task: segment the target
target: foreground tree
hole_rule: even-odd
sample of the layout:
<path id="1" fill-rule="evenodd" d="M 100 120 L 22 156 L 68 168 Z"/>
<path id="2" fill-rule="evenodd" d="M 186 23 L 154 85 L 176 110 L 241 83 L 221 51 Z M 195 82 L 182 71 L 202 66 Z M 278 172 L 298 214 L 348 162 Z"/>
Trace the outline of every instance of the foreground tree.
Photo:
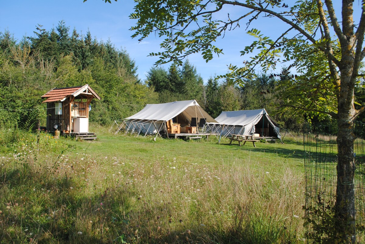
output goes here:
<path id="1" fill-rule="evenodd" d="M 314 96 L 301 99 L 301 106 L 290 101 L 288 105 L 306 113 L 327 115 L 337 120 L 336 226 L 339 238 L 353 243 L 356 236 L 353 183 L 355 138 L 351 129 L 354 120 L 365 110 L 364 105 L 357 109 L 354 105 L 357 78 L 361 75 L 359 68 L 365 57 L 365 1 L 358 2 L 361 7 L 357 8 L 361 12 L 356 23 L 353 18 L 353 1 L 342 0 L 341 9 L 336 9 L 341 12 L 340 21 L 331 0 L 300 0 L 295 5 L 292 5 L 293 1 L 283 0 L 140 0 L 131 15 L 137 20 L 131 28 L 135 31 L 132 37 L 138 37 L 141 41 L 154 32 L 164 37 L 161 44 L 162 51 L 150 54 L 160 57 L 156 64 L 172 61 L 181 65 L 184 58 L 197 52 L 200 52 L 208 62 L 213 58 L 214 53 L 222 53 L 222 49 L 212 44 L 217 38 L 239 27 L 245 18 L 247 26 L 261 17 L 275 18 L 283 22 L 281 35 L 273 40 L 260 34 L 257 30 L 249 31 L 257 40 L 241 51 L 241 55 L 256 49 L 258 53 L 250 62 L 244 62 L 244 67 L 230 65 L 231 73 L 222 77 L 231 82 L 241 83 L 258 66 L 266 70 L 274 68 L 278 62 L 289 61 L 293 62 L 291 66 L 296 67 L 297 72 L 315 75 L 310 77 L 311 80 L 306 80 L 310 83 Z M 234 11 L 233 7 L 239 9 Z M 226 20 L 222 19 L 224 13 L 227 14 Z M 215 16 L 219 18 L 215 19 Z M 278 30 L 280 27 L 276 27 Z M 332 33 L 335 35 L 332 36 Z M 316 55 L 326 63 L 320 72 L 311 72 L 316 65 L 312 57 Z M 300 79 L 298 80 L 301 82 Z M 296 85 L 295 81 L 292 85 Z M 303 96 L 305 93 L 301 94 Z M 321 94 L 326 97 L 318 95 Z M 300 92 L 296 93 L 300 94 Z M 325 101 L 331 97 L 336 98 L 335 106 L 331 105 L 331 102 L 312 106 L 315 99 Z"/>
#####
:: INSTRUCTIONS FOR THE TASK ::
Skip the pictures, then retype every line above exactly.

:: CORRECT RESULT ::
task: segment the target
target: foreground tree
hole_rule: even-odd
sample of the layout:
<path id="1" fill-rule="evenodd" d="M 100 120 L 22 156 L 68 168 Z"/>
<path id="2" fill-rule="evenodd" d="M 186 23 L 154 85 L 176 110 L 241 83 L 221 51 Z M 195 82 L 182 71 L 202 66 Z M 278 172 L 298 214 L 348 162 Z"/>
Trace the outline of every instance of the foreground tree.
Photo:
output goes here:
<path id="1" fill-rule="evenodd" d="M 314 96 L 301 99 L 301 106 L 290 101 L 288 105 L 306 113 L 327 115 L 337 120 L 336 226 L 339 238 L 353 243 L 356 236 L 353 183 L 355 138 L 351 129 L 354 120 L 365 110 L 364 105 L 357 109 L 354 105 L 357 78 L 361 75 L 359 68 L 365 57 L 365 1 L 358 2 L 361 7 L 357 8 L 361 12 L 356 23 L 353 18 L 353 1 L 342 0 L 341 9 L 336 9 L 341 12 L 340 21 L 331 0 L 300 0 L 295 5 L 292 5 L 293 1 L 283 0 L 140 0 L 131 15 L 137 20 L 131 28 L 135 31 L 132 37 L 138 37 L 141 41 L 154 32 L 164 37 L 161 44 L 162 51 L 150 54 L 160 57 L 156 64 L 172 61 L 181 65 L 184 58 L 197 52 L 200 52 L 208 62 L 213 58 L 214 53 L 222 53 L 222 49 L 212 44 L 217 38 L 239 27 L 245 18 L 247 26 L 261 17 L 275 18 L 283 22 L 281 35 L 273 40 L 260 34 L 257 30 L 249 31 L 257 40 L 241 51 L 241 55 L 256 49 L 258 53 L 250 62 L 244 62 L 244 67 L 230 65 L 231 73 L 222 77 L 231 82 L 241 83 L 258 66 L 266 70 L 274 68 L 278 62 L 289 61 L 293 62 L 291 66 L 296 67 L 297 72 L 315 75 L 310 77 L 311 80 L 306 80 L 310 83 Z M 234 11 L 233 7 L 239 9 Z M 226 20 L 222 19 L 224 13 L 227 14 Z M 215 16 L 219 18 L 215 19 Z M 278 30 L 280 27 L 276 27 Z M 332 33 L 335 35 L 332 36 Z M 316 55 L 326 63 L 320 72 L 311 72 L 316 65 L 312 57 Z M 300 79 L 298 80 L 301 82 Z M 296 85 L 295 81 L 292 85 Z M 303 96 L 305 93 L 301 94 Z M 321 94 L 326 97 L 318 95 Z M 300 92 L 296 93 L 300 94 Z M 325 101 L 331 97 L 336 98 L 335 106 L 331 105 L 331 102 L 312 106 L 315 99 Z"/>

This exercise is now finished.